• TEXT SECTION
-*-
This is a NAS, so it’s reachable over a network. So the OS you use doesn’t matter, as long as it supports access to network shares, which MacOS does. I access this via both windows and Mac machines. For example, you enable a share using SMB on the nas, and the man browse to it from your Mac using ‘connect to server’.
Every time I think about building myself an all SSD NAS, I'm reminded of the fact that even with a 10G networking I wouldn't be able to take advantage of all that performance...
Really hard to get full performance from an NVMe unless it’s on the motherboard. Maybe some Thunderbolt 4 or 5 gets closest, but over the network, not so much. 😭
But still, it’s better performance than hard disk and nice and quiet.
you do it for power consumption rather than speed IMHO
I sold my QNAP TS464 which was a great NAS to be fair purely because of the constant noise from the HDD's being accessed for no reason whatsoever. That thing just did not like to go to sleep at all. I created a ticket with their support team and they couldn't resolve it either. On the lookout for a nice, low profile and, most importantly, quiet NAS. This F8 seems to fit the bill nicely. The only thing that stops me is the silly prices for 4TB NVME's right now.
From an SSD perspective, the price per Terabyte is still pretty optimal at 4TB right now, but the unit price is higher of course. Still worthwhile as you use less slots in the NAS in my view, though the parity on the RAID gets more expensive. So I would just start with less NVMe, and expand later, when you need it and the price is likely dropping with larger NVMe at better price points. Terramasters TRAID/TRAID+, similar to Synology's SHR/SHR2 helps with that, as you can mix up the sizes and still use the added capacity, compared to RAID5/6 etc.
-*-
• DATA EXTRACTS
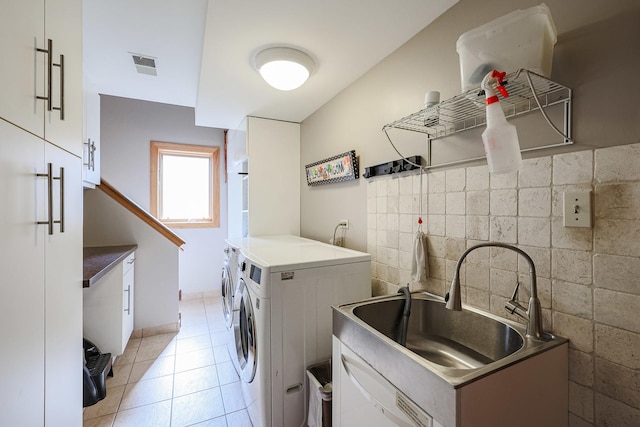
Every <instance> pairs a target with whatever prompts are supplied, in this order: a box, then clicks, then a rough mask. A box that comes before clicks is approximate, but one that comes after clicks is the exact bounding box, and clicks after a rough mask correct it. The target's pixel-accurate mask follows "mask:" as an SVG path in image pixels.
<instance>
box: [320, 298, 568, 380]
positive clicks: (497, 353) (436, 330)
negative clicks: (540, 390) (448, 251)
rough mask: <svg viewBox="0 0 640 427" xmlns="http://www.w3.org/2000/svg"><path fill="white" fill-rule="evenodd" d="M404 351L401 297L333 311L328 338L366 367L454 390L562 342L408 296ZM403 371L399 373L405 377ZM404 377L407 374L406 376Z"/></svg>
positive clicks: (486, 318)
mask: <svg viewBox="0 0 640 427" xmlns="http://www.w3.org/2000/svg"><path fill="white" fill-rule="evenodd" d="M411 296H412V306H411V315H410V316H409V319H408V329H407V342H406V346H403V345H401V344H399V342H398V341H399V336H400V331H401V329H400V325H401V323H402V312H403V307H404V298H403V297H402V296H400V295H389V296H383V297H375V298H370V299H368V300H365V301H360V302H356V303H353V304H344V305H341V306H338V307H333V335H335V336H336V337H337V338H338V339H339V340H340V341H342V342H343V343H344V344H346V345H347V346H349V347H350V348H351V349H352V350H354V351H356V353H358V354H367V359H368V361H369V363H371V364H372V366H376V365H378V366H379V367H380V368H382V369H383V370H384V368H385V367H386V366H387V365H394V367H393V368H392V369H393V370H397V369H400V367H402V369H405V371H406V370H407V369H409V371H406V372H410V371H413V372H414V375H419V372H420V374H422V371H425V368H426V370H427V371H429V372H430V373H431V374H435V375H436V376H438V377H440V378H441V379H442V380H444V381H445V382H446V383H448V384H449V385H451V386H453V387H455V388H457V387H461V386H463V385H464V384H467V383H470V382H472V381H475V380H476V379H478V378H482V377H484V376H486V375H489V374H491V373H493V372H495V371H497V370H500V369H503V368H505V367H508V366H510V365H513V364H515V363H518V362H519V361H522V360H524V359H527V358H529V357H532V356H534V355H536V354H538V353H541V352H544V351H546V350H549V349H551V348H554V347H556V346H559V345H562V344H564V343H566V339H564V338H561V337H556V336H552V335H548V336H546V337H545V340H537V339H533V338H531V337H529V336H526V329H525V326H524V325H522V324H520V323H516V322H512V321H510V320H507V319H504V318H501V317H499V316H496V315H493V314H491V313H488V312H485V311H482V310H478V309H475V308H473V307H469V306H464V308H463V310H462V311H454V310H448V309H446V308H445V306H444V299H443V298H442V297H439V296H437V295H432V294H429V293H427V292H414V293H412V294H411ZM406 372H405V373H406ZM409 376H410V375H409Z"/></svg>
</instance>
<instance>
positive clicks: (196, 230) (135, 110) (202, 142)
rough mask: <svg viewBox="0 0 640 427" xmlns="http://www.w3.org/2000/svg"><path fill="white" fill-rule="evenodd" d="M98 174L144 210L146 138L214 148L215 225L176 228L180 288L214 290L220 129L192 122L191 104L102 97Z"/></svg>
mask: <svg viewBox="0 0 640 427" xmlns="http://www.w3.org/2000/svg"><path fill="white" fill-rule="evenodd" d="M100 117H101V134H100V136H101V156H102V163H101V168H102V178H104V179H105V180H106V181H108V182H109V183H111V184H112V185H113V186H114V187H115V188H117V189H118V190H119V191H121V192H122V193H124V194H125V195H127V196H128V197H130V198H131V199H133V201H135V202H136V203H137V204H139V205H140V206H142V207H143V208H144V209H146V210H149V203H150V201H149V200H150V199H149V191H150V189H149V188H150V166H149V165H150V159H149V150H150V148H149V142H150V141H152V140H153V141H163V142H175V143H183V144H196V145H208V146H219V147H221V150H220V228H203V229H175V230H174V231H175V232H176V234H178V235H179V236H180V237H182V238H183V239H184V240H185V241H186V244H185V245H184V246H183V248H184V251H181V252H180V266H179V270H180V279H179V280H180V289H182V291H183V292H184V293H194V292H204V291H217V290H218V288H219V276H220V271H221V269H222V249H223V247H224V239H225V238H226V235H227V206H226V203H227V189H226V185H225V181H224V161H223V159H224V152H223V148H222V146H223V141H224V135H223V131H222V130H220V129H212V128H205V127H198V126H195V125H194V111H193V108H188V107H180V106H175V105H167V104H158V103H153V102H147V101H138V100H132V99H126V98H119V97H113V96H105V95H103V96H101V115H100Z"/></svg>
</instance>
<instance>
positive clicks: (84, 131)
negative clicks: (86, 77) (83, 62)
mask: <svg viewBox="0 0 640 427" xmlns="http://www.w3.org/2000/svg"><path fill="white" fill-rule="evenodd" d="M84 114H85V117H84V139H83V150H82V152H83V161H82V163H83V166H82V173H83V179H84V183H85V187H91V188H94V187H95V186H96V185H98V184H100V95H99V94H98V93H97V92H96V91H95V90H92V89H91V88H89V87H87V88H86V89H85V92H84Z"/></svg>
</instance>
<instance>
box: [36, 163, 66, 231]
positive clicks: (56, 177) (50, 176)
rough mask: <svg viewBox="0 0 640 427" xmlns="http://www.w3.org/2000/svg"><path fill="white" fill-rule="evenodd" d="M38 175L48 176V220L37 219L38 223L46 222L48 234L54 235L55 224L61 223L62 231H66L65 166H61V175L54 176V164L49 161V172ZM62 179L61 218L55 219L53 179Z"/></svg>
mask: <svg viewBox="0 0 640 427" xmlns="http://www.w3.org/2000/svg"><path fill="white" fill-rule="evenodd" d="M36 176H38V177H45V178H47V220H46V221H37V224H46V225H47V229H48V234H49V235H53V224H60V232H61V233H64V168H62V167H61V168H60V176H57V177H54V176H53V164H51V163H47V173H37V174H36ZM54 179H57V180H59V181H60V219H59V220H54V219H53V180H54Z"/></svg>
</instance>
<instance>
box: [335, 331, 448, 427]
mask: <svg viewBox="0 0 640 427" xmlns="http://www.w3.org/2000/svg"><path fill="white" fill-rule="evenodd" d="M333 340H334V341H333V384H334V388H333V398H332V402H333V425H334V426H338V427H339V426H344V427H347V426H355V425H362V426H376V427H395V426H401V427H415V426H419V427H442V425H441V424H440V423H438V422H437V421H436V420H434V419H433V417H432V416H431V415H429V414H428V413H426V412H425V411H424V410H422V409H421V408H420V407H418V405H416V404H415V403H414V402H412V401H411V399H409V398H408V397H407V396H406V395H404V394H403V393H402V392H401V391H400V390H398V389H397V388H396V387H395V386H394V385H393V384H391V383H390V382H389V381H387V379H386V378H384V377H383V376H382V375H380V374H379V373H378V372H377V371H376V370H375V369H373V368H372V367H371V366H370V365H369V364H367V362H365V361H364V360H363V359H362V358H361V357H360V356H358V355H357V354H356V353H354V352H353V351H351V349H349V348H348V347H347V346H345V345H344V344H342V343H340V341H339V340H338V339H336V338H335V337H334V338H333Z"/></svg>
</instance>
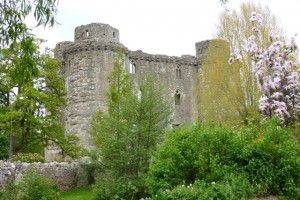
-*-
• PROBLEM 1
Can you print the part of the NAS comments between "Every time I" and "nice and quiet.", inclusive?
• PROBLEM 2
Answer these questions using the NAS comments:
(a) Which NAS model did one commenter sell?
(b) What networking speed is mentioned as still not enough to take advantage of an all-SSD NAS's performance?
(c) Which Terramaster feature is compared to Synology's SHR/SHR2?
• PROBLEM 3
Can you condense the paragraph of the NAS comments that begins "I sold my QNAP TS464" into a short bulleted list of its main facts?

• EXPECTED OUTPUT 1
Every time I think about building myself an all SSD NAS, I'm reminded of the fact that even with a 10G networking I wouldn't be able to take advantage of all that performance...
Really hard to get full performance from an NVMe unless it’s on the motherboard. Maybe some Thunderbolt 4 or 5 gets closest, but over the network, not so much. 😭
But still, it’s better performance than hard disk and nice and quiet.

• EXPECTED OUTPUT 2
(a) A QNAP TS464.
(b) 10G networking.
(c) TRAID/TRAID+.

• EXPECTED OUTPUT 3
- The QNAP TS464, called a great NAS, was sold only because its HDDs made constant noise from being accessed for no reason.
- The unit rarely went to sleep, and QNAP's support team could not resolve the issue through a ticket.
- The search is now for a low-profile and, above all, quiet NAS, and the F8 seems to fit.
- The only obstacle is the current high price of 4TB NVMe drives.